* [WORK REQUIRED]
Of the lines below, write out exactly those from the line with "Query: shrub" through the line with "Target: double-decker bus", both included, and skip the rest.

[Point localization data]
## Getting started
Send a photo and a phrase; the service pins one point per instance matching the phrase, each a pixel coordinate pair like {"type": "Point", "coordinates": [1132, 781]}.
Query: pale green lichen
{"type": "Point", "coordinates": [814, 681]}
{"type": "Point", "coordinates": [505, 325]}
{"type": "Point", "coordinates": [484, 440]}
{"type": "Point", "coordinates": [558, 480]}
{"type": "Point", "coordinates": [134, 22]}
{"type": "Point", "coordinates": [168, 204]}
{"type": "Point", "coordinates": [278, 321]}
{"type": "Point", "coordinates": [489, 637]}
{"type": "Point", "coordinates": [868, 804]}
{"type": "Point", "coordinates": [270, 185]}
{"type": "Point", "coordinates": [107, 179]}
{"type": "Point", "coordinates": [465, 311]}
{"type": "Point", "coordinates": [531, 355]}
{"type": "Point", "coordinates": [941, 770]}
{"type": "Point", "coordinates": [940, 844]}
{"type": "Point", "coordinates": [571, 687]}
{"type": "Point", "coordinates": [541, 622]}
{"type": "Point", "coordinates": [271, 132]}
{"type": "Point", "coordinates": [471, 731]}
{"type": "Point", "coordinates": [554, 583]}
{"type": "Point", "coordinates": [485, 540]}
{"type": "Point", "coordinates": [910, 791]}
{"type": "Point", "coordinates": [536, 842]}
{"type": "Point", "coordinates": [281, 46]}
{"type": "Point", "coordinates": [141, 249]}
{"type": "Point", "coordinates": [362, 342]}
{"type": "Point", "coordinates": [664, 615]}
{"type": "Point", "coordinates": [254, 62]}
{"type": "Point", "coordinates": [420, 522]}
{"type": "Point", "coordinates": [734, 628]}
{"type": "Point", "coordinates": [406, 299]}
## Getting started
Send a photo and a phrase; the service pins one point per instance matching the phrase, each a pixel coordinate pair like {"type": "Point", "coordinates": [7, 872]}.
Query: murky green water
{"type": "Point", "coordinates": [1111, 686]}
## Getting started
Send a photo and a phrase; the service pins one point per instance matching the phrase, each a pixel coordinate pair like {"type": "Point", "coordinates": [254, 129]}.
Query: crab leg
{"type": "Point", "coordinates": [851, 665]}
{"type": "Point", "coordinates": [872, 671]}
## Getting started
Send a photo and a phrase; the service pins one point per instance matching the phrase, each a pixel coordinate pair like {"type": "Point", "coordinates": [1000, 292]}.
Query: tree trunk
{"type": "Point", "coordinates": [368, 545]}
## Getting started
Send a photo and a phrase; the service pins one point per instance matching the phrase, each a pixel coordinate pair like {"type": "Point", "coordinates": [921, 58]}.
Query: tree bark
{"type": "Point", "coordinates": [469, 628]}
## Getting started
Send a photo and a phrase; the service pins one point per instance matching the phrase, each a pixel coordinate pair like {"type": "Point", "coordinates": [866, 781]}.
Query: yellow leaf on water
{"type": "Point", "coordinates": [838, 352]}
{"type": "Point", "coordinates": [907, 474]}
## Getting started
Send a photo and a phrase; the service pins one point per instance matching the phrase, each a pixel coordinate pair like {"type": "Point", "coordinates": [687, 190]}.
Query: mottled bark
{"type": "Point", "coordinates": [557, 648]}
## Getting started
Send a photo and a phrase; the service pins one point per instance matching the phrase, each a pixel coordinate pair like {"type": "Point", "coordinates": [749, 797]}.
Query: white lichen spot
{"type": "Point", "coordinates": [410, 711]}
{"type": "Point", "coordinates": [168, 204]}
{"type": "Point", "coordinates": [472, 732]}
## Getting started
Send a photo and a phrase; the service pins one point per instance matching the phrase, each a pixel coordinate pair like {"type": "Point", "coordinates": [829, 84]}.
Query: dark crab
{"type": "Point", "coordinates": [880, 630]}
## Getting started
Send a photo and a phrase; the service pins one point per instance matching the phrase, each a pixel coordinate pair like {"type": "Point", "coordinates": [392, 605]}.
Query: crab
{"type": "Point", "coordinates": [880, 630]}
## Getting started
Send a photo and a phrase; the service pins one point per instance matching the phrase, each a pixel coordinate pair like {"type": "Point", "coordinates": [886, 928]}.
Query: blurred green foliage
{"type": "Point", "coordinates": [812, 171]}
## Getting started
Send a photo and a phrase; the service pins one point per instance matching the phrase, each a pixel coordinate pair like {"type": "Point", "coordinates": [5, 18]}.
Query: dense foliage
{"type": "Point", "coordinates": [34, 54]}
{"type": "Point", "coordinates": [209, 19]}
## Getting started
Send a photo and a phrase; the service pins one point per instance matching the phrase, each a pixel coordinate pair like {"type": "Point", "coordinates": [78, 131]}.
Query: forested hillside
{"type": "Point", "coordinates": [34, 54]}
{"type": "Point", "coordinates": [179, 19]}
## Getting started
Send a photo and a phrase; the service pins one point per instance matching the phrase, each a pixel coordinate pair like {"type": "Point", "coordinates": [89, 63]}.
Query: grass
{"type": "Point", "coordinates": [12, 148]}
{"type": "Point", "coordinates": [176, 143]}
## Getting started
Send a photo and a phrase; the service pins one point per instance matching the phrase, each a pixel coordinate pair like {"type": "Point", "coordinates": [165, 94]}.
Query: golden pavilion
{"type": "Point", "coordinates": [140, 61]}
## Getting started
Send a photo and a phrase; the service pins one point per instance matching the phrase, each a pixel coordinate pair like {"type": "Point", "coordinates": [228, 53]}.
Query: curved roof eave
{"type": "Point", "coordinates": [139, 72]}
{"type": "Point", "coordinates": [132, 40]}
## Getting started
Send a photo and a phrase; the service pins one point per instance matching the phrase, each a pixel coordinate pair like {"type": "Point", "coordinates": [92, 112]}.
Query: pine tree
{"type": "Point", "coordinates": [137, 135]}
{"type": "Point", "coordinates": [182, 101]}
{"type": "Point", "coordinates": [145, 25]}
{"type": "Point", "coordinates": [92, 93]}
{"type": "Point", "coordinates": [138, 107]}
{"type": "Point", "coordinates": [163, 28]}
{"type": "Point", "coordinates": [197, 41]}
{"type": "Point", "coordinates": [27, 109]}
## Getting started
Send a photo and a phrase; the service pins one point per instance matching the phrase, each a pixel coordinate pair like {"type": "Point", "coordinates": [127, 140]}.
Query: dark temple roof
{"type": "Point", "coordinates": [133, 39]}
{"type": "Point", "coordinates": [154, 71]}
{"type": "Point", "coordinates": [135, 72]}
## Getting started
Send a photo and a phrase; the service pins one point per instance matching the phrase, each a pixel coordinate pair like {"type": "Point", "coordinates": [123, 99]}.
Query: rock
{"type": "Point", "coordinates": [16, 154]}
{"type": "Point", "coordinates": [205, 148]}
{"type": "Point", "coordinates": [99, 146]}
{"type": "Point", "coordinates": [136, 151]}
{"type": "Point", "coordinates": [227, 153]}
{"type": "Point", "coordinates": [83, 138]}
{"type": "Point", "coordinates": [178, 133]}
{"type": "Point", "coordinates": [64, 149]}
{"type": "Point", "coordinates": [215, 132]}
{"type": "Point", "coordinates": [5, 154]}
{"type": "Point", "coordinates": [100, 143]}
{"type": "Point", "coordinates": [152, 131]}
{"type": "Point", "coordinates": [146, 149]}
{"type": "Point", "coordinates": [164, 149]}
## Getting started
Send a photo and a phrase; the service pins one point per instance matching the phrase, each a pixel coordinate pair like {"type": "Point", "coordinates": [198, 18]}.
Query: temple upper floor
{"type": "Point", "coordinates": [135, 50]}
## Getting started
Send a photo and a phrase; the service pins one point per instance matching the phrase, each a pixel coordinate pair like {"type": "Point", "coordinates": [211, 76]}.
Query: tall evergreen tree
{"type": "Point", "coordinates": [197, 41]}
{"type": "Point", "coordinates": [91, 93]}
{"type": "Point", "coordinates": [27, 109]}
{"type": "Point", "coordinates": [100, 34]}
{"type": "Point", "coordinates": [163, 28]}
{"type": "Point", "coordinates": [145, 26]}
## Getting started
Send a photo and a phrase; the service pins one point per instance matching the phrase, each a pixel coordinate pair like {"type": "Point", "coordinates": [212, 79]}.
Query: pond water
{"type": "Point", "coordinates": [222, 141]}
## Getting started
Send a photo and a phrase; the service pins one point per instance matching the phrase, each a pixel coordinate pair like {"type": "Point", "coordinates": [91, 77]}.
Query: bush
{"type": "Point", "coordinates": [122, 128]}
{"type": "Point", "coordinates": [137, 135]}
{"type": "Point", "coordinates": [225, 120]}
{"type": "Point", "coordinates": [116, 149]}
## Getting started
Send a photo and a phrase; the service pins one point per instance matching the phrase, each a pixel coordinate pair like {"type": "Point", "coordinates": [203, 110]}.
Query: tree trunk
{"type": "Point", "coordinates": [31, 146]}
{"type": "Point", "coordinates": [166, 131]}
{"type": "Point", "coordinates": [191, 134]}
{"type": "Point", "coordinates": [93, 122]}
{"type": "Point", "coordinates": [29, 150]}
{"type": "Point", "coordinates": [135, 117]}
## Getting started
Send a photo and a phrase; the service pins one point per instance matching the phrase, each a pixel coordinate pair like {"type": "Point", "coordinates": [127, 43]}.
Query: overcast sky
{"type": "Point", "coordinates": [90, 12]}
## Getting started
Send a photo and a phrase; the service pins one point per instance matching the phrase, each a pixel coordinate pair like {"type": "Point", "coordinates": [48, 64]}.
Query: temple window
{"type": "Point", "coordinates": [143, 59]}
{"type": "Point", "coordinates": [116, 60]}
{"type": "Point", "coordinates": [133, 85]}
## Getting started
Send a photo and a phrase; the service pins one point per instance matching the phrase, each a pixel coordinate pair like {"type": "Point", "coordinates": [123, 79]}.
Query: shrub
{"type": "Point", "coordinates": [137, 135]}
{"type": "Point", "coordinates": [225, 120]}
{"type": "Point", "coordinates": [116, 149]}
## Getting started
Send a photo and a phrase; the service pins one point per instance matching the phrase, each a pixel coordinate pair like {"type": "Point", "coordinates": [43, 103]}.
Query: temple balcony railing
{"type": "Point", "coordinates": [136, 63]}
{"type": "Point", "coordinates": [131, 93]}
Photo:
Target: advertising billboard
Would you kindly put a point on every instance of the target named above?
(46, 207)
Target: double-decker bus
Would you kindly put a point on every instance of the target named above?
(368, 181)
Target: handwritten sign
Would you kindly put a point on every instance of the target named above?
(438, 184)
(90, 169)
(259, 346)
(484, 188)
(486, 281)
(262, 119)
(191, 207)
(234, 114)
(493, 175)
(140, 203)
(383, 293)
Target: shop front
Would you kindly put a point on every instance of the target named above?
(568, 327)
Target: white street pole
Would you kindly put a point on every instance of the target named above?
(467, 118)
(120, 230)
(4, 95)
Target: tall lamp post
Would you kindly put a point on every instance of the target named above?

* [EXERCISE RESULT]
Query: shrub
{"type": "Point", "coordinates": [137, 135]}
{"type": "Point", "coordinates": [225, 120]}
{"type": "Point", "coordinates": [116, 149]}
## Getting started
Send a photo and a phrase; the service pins one point per instance matching the phrase, each a pixel coordinate pair like {"type": "Point", "coordinates": [43, 103]}.
Query: temple balcony railing
{"type": "Point", "coordinates": [136, 63]}
{"type": "Point", "coordinates": [131, 93]}
Photo:
Target: advertising billboard
Would you kindly put a point on every instance of the target named above?
(46, 207)
Target: double-decker bus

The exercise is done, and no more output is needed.